● STATED EXERCISE A: In the thread on metrics filtering below, condense the paragraph that begins "My instinct is that filtering by metrics type" into a short bulleted list that keeps its main points.

● EXCERPT TO READ:
>> Begin
Hi all,
I still think that there is value in providing more expressive filters
out of the box. Especially if we wire metrics on the events subsystem.
It doesn't have to be implemented in CEL, if that's the concern. For
example, the Jakarta Expression Language is a well-established
standard and it can perfectly express things like:
namespace == "demo"
catalog == "prod" && namespace == "sales"
!table.startsWith("tmp_")
So I don't see this like a huge effort.
Just my 2 cents.
Thanks,
Alex
On Thu, Jun 11, 2026 at 2:40 AM Yufei Gu <[email protected]> wrote:
>
> I think the feature request makes sense, but I would separate a couple of
> concerns here.
>
> First, retention and purge feels like a different topic to me. Filtering
> can reduce the amount of data we write, but it should not be the mechanism
> we rely on for cleanup. Even with filtering, we still need a clear
> retention or purge story for persisted metrics.
>
> Second, I am not sure that table or namespace level filtering is a common
> enough use case to justify the extra configuration complexity. It may be
> useful for some troubleshooting cases, but it also makes the feature harder
> to explain and operate.
>
> My instinct is that filtering by metrics type, for example scan metrics vs
> commit metrics, may be a simpler and more useful first step. These two
> types can have different volume and different operational value, so
> allowing users to enable one without the other might cover most cases.
>
> Also, with the event based approach proposed in the other thread[1], users
> can already implement arbitrary filtering in custom event listeners. In
> that world, filtering on metrics type becomes trivial, since scan and
> commit metrics are naturally represented as different event types. That
> makes me wonder whether we need catalog, namespace, or table level
> filtering in Polaris itself right away.
>
> We can always add more fine grained filtering later if we see concrete
> demand, or rely on the custom event lisenter for special persistence
> requirement.
>
> 1. https://lists.apache.org/thread/x9j8nscvy8hq61tyn01mj8yp6n9of0kp
>
> Yufei
>
>
> On Mon, Jun 8, 2026 at 8:37 PM Dmitri Bourlatchkov <[email protected]> wrote:
>
> > Hi Yong,
> >
> > Include/exclude lists and glob patterns work as well.
>> End
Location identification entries
>> Begin
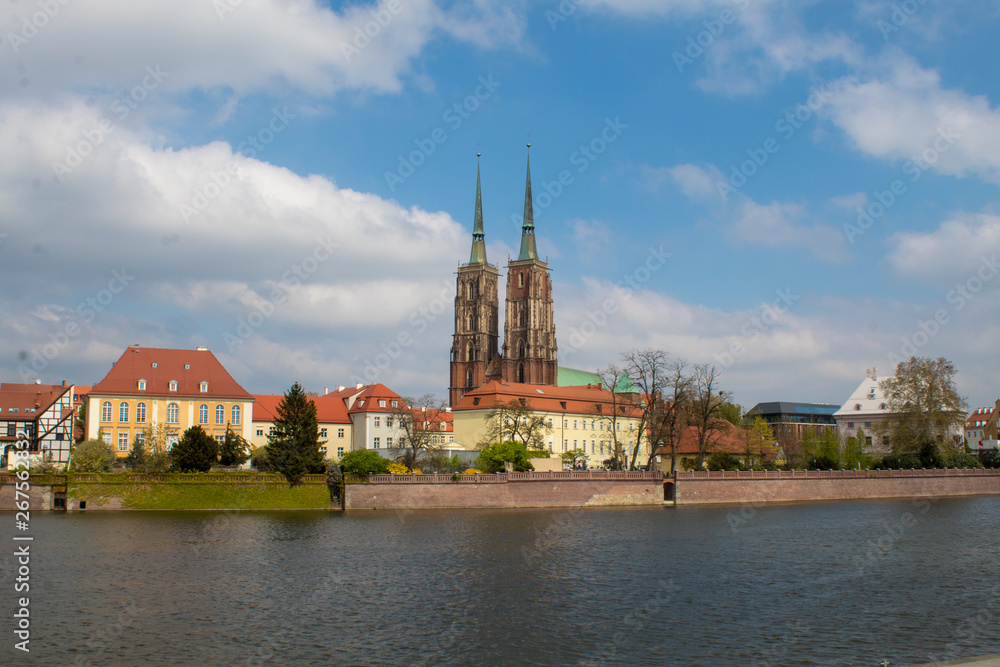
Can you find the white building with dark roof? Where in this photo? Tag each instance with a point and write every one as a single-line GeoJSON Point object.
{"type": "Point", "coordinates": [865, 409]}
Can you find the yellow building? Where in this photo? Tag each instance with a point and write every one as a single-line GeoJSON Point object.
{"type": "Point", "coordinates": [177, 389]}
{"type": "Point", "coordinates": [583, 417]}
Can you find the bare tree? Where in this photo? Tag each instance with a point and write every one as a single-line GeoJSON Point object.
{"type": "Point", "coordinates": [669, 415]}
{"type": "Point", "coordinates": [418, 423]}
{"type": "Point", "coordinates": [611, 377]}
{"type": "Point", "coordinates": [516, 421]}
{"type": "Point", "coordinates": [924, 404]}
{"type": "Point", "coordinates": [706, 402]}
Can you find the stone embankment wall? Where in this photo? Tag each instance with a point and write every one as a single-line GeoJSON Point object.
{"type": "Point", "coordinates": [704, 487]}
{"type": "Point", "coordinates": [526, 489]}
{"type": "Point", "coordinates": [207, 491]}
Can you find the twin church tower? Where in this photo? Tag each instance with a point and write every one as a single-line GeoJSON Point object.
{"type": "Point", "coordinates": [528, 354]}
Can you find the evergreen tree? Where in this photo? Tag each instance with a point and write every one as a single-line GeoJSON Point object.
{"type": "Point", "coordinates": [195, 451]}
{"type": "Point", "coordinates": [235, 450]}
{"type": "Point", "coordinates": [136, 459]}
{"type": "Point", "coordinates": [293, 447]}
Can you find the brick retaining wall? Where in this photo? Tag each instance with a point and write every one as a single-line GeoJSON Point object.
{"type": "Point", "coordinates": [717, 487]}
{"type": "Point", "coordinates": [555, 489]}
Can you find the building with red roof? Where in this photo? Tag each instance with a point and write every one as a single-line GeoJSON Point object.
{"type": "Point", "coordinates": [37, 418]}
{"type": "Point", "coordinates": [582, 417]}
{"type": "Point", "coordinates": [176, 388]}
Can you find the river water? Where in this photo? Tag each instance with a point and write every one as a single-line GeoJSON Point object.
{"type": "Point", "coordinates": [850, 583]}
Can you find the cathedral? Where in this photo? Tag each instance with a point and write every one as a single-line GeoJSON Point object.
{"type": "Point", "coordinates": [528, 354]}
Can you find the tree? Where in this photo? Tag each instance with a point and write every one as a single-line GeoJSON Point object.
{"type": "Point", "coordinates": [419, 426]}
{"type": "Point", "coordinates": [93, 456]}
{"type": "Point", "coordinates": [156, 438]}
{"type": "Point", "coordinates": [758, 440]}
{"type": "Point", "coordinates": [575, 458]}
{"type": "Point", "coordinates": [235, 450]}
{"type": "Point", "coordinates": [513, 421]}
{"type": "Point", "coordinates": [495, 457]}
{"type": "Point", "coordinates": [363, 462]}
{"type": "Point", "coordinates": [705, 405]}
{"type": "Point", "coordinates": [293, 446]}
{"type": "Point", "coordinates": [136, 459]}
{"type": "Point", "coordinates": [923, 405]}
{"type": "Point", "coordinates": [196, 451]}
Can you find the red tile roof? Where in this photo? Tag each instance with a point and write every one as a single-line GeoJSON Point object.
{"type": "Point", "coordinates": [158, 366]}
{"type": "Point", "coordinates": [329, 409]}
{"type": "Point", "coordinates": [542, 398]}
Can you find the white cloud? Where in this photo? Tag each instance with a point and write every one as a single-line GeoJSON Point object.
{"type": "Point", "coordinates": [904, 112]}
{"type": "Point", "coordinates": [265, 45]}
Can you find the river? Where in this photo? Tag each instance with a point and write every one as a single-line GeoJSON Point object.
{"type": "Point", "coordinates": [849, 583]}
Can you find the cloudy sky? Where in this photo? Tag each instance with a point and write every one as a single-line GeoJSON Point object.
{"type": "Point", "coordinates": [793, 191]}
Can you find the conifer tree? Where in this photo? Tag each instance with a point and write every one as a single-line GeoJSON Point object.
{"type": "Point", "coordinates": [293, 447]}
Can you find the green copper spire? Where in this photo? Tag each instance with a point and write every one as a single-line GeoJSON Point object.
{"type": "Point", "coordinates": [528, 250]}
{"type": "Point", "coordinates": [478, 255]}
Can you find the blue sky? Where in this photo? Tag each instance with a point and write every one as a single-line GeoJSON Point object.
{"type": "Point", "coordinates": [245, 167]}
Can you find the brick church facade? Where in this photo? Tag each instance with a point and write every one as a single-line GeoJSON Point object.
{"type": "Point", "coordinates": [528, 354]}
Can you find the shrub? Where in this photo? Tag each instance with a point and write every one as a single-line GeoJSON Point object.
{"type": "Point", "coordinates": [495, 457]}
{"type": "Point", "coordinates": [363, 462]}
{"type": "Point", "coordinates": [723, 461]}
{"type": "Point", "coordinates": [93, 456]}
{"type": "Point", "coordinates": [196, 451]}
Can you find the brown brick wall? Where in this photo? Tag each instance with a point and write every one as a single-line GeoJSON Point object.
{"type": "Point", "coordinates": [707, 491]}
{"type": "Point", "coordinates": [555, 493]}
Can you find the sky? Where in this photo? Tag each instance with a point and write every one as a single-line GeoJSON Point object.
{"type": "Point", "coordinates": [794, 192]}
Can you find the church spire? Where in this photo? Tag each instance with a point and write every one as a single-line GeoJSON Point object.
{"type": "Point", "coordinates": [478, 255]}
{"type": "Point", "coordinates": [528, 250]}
>> End
● STATED EXERCISE B: Output the records verbatim, starting with the line that contains "Can you find the church" and going on through the final line of the records.

● OUTPUT A:
- Filtering by metrics type, such as scan metrics versus commit metrics, may be a simpler and more useful first step.
- The two types can differ in volume and in operational value.
- Letting users enable one type without the other might cover most cases.

● OUTPUT B:
Can you find the church spire? Where in this photo? Tag each instance with a point and write every one as a single-line GeoJSON Point object.
{"type": "Point", "coordinates": [478, 255]}
{"type": "Point", "coordinates": [528, 250]}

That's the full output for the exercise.